### Brano da leggere
◇ ◇ ◇ ◇ ◇ ◇ ◇

Anche lei ha temuto negli scorsi anni...
«Per fortuna ne sono uscito e oggi sto bene».


Come definirebbe oggi il suo stile di vita?
«Sano, ma senza integralismi. Da 14 anni ho smesso di fumare, ed è stato uno dei momenti più importanti della mia vita. Da 30 anni non mangio carne».


Qual è il suo luogo del cuore a Treviso?
«Ho riscoperto la mia città, la amo molto. Sta ritornando bella con i suoi bacari, ritrovo una vita che mi mancava dagli anni Sessanta. Treviso per me non deve essere 2.0, ma conservare quell’anima di rivoli d’acqua e mulini, deve andare un po’ piano. Treviso è gioia, piacere, gusto. Oggi il mio luogo del cuore è il Teatro Mario Del Monaco. Perché lì ho visto nascere quello che per me è un figlio, Casanova Opera Pop».


Il titolo debutta il 21 gennaio al Teatro Malibran di Venezia.
«Ma a fine febbraio saremo 4 giorni al Teatro Mario Del Monaco. Ci tenevo a farlo qui, nel teatro dove Casanova è nato. Voglio coinvolgere la città che amo e mi ama, vorrei regalare quattro sere di magia a Treviso. E’ un sogno che diventa realtà».

◇ ◇ ◇ ◇ ◇ ◇ ◇

### Dati forniti

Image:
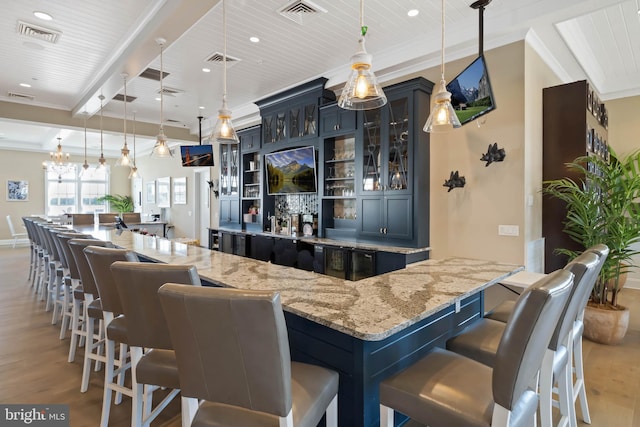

◇ ◇ ◇ ◇ ◇ ◇ ◇

### Compito assegnato
Per favore, elenca tutti i sostantivi che nell'intervista seguono le parole «Treviso è».

### Risultato del compito
gioia, piacere, gusto